(Point labeling examples)

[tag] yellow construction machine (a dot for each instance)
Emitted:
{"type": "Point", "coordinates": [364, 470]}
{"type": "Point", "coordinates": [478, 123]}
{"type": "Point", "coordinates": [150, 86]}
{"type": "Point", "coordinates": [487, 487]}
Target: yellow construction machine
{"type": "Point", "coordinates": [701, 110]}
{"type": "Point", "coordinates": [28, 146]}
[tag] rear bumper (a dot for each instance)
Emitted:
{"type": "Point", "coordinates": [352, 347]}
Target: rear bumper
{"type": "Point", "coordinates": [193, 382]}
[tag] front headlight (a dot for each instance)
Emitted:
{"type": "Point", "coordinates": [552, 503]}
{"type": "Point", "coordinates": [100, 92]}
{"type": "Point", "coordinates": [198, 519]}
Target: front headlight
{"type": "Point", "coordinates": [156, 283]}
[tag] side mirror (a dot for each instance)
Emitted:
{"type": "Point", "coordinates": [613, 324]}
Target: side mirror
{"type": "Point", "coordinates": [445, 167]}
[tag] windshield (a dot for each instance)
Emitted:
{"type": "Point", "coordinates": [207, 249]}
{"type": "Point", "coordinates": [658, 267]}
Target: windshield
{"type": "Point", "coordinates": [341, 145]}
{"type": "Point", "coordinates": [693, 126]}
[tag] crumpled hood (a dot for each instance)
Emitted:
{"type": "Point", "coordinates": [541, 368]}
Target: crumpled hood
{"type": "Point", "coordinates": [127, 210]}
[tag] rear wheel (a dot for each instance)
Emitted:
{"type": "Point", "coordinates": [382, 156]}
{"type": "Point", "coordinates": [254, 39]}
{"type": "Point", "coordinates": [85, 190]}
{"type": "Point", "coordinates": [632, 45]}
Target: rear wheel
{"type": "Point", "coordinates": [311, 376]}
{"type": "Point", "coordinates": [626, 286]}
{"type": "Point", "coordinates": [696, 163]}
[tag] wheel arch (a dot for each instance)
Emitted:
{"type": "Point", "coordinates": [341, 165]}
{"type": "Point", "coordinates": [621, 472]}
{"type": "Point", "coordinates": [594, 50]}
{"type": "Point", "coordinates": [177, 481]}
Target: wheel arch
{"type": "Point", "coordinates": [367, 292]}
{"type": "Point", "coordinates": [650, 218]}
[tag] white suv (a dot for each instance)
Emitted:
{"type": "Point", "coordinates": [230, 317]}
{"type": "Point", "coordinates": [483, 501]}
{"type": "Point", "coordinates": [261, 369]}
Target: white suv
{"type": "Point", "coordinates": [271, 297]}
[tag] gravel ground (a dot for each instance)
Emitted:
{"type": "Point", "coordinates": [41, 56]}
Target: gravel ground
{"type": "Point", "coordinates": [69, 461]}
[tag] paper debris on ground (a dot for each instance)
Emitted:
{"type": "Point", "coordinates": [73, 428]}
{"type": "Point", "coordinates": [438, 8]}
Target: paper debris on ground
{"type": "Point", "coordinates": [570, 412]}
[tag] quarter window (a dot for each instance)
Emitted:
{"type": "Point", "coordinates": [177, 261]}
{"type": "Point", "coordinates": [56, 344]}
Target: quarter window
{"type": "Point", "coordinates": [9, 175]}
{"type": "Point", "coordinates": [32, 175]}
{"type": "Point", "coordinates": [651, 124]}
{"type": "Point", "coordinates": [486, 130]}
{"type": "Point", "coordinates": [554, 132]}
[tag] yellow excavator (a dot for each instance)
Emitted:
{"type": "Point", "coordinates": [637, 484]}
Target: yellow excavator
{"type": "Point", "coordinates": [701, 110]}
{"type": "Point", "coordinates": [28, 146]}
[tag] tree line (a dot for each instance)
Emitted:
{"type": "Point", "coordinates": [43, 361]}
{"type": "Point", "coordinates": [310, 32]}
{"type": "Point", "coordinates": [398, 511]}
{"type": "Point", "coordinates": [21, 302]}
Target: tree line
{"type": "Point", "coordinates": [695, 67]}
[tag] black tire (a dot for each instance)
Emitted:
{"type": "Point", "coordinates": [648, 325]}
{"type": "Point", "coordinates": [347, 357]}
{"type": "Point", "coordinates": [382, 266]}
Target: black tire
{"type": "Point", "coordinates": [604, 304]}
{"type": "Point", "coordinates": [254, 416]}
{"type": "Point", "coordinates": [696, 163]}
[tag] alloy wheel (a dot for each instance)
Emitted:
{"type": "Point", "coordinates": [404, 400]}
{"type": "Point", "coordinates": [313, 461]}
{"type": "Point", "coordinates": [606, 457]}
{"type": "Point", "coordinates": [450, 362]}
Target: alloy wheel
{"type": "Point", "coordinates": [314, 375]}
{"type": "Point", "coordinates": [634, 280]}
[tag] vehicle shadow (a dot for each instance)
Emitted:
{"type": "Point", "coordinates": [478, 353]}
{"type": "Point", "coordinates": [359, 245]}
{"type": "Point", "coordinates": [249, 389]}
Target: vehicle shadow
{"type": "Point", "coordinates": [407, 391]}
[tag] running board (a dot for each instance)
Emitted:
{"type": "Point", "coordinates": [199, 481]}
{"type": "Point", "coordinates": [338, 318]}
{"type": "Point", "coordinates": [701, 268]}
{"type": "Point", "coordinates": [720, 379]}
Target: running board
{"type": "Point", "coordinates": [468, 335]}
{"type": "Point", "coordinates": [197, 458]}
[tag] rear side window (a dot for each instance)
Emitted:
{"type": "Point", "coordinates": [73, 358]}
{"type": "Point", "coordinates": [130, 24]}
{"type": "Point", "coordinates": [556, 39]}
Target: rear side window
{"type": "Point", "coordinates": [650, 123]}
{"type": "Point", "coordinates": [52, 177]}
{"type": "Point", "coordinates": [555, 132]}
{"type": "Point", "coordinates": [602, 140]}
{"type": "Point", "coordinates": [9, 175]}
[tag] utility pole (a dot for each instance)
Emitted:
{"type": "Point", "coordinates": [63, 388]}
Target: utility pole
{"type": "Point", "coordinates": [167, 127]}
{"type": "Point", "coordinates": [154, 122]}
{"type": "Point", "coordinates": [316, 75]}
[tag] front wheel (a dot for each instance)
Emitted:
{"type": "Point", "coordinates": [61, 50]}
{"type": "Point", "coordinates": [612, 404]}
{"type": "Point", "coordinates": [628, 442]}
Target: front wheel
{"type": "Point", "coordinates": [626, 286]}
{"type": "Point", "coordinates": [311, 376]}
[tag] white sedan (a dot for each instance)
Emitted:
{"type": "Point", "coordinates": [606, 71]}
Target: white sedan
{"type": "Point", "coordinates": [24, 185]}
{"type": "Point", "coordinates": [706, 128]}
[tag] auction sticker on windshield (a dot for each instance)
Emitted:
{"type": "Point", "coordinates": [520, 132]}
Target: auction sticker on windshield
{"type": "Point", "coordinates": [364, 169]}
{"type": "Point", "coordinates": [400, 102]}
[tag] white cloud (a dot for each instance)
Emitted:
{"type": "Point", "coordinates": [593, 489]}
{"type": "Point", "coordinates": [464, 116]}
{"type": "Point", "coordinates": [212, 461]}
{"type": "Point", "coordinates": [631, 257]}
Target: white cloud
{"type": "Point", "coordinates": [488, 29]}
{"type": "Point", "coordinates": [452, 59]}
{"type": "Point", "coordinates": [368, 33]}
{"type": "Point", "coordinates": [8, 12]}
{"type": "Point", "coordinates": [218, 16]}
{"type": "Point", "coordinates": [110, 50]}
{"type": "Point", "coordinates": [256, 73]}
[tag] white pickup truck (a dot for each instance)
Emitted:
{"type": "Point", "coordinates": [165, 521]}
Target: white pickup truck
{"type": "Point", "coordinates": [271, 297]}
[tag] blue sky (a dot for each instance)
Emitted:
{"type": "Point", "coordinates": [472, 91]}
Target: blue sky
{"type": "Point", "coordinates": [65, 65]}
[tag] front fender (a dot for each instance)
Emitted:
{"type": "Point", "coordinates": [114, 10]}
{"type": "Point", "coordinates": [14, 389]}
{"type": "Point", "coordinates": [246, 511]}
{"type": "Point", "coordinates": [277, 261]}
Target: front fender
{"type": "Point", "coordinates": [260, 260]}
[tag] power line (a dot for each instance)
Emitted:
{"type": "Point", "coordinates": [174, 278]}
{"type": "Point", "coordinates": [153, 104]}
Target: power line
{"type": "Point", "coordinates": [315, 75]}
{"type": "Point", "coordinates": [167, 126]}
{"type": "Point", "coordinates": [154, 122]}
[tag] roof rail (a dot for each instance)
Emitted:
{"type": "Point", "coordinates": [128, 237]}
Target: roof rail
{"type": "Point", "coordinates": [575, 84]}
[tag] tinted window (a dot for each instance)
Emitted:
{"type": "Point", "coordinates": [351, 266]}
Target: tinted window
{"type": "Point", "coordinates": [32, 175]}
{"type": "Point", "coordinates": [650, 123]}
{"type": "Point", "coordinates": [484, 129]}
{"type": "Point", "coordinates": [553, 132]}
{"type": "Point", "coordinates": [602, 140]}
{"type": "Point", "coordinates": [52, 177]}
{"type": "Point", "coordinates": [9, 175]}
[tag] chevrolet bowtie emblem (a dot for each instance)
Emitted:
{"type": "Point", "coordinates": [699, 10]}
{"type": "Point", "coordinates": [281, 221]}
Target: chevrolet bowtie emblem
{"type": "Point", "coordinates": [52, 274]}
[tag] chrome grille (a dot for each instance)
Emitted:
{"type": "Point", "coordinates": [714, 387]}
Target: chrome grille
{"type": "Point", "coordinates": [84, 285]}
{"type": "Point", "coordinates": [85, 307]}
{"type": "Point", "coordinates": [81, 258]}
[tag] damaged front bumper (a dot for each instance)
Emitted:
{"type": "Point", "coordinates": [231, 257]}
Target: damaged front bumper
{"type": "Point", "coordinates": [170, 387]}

— Task —
Return the line that contains "[tag] chevrolet bowtie" and all lines after it, verbatim, and nothing else.

— Complete response —
[tag] chevrolet bowtie emblem (a dot for each instance)
Emitted:
{"type": "Point", "coordinates": [699, 10]}
{"type": "Point", "coordinates": [281, 221]}
Target: chevrolet bowtie emblem
{"type": "Point", "coordinates": [52, 274]}
[tag] chrome grille (a dot for each instance)
Emitted:
{"type": "Point", "coordinates": [714, 387]}
Target: chrome grille
{"type": "Point", "coordinates": [84, 285]}
{"type": "Point", "coordinates": [85, 307]}
{"type": "Point", "coordinates": [81, 258]}
[tag] damaged front bumper (a dot for each instance)
Emitted:
{"type": "Point", "coordinates": [231, 257]}
Target: damaged front bumper
{"type": "Point", "coordinates": [170, 387]}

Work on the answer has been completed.